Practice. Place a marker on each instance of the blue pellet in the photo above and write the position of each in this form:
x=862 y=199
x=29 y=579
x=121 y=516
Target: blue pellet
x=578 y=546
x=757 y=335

- - -

# Work instruction
Each line of the material is to be returned precisely as written.

# Task response
Practice. Place a marker on each instance of the blue pellet in the photo above and write the position of each in this form:
x=862 y=199
x=29 y=579
x=121 y=516
Target: blue pellet
x=578 y=546
x=757 y=335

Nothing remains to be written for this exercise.